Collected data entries
========================================
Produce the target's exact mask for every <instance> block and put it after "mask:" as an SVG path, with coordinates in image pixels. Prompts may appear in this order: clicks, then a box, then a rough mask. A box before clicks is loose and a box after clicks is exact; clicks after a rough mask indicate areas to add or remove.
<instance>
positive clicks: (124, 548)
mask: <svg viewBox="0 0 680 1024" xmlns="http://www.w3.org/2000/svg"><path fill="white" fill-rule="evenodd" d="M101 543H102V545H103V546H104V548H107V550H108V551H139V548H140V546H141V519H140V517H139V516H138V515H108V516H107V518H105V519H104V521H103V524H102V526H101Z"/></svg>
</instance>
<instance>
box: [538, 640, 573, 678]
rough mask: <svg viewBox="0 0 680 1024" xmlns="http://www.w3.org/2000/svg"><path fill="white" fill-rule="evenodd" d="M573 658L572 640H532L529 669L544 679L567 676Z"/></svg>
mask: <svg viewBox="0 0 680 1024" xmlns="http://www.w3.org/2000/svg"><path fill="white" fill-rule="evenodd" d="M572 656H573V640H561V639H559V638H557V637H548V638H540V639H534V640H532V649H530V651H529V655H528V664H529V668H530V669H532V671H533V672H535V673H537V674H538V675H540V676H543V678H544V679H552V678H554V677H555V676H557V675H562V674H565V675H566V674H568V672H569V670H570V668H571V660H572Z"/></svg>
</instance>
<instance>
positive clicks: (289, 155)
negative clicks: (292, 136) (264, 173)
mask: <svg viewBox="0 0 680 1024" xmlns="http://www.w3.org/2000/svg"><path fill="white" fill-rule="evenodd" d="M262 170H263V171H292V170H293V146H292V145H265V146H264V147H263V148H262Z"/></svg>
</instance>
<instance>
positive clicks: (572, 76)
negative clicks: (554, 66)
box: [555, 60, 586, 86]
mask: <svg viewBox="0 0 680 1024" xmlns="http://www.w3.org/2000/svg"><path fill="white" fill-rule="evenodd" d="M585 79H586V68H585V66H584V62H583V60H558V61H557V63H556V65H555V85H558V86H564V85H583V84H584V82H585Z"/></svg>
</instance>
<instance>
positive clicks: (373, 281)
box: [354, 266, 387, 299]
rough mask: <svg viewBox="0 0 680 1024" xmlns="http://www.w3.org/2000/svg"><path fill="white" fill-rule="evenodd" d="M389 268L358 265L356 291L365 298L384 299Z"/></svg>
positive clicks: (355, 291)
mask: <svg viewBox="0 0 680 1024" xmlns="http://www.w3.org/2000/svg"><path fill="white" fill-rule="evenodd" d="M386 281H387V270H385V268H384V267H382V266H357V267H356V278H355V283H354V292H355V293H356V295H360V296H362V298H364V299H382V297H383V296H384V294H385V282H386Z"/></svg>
========================================
# The problem:
In the entries above, restate word for word the lines between the one holding "positive clicks: (373, 281)" and the one holding "268L358 265L356 291L365", inclusive, and nothing besides.

# Solution below:
positive clicks: (373, 281)
box: [354, 266, 387, 299]
rough mask: <svg viewBox="0 0 680 1024" xmlns="http://www.w3.org/2000/svg"><path fill="white" fill-rule="evenodd" d="M389 268L358 265L356 291L365 298L384 299Z"/></svg>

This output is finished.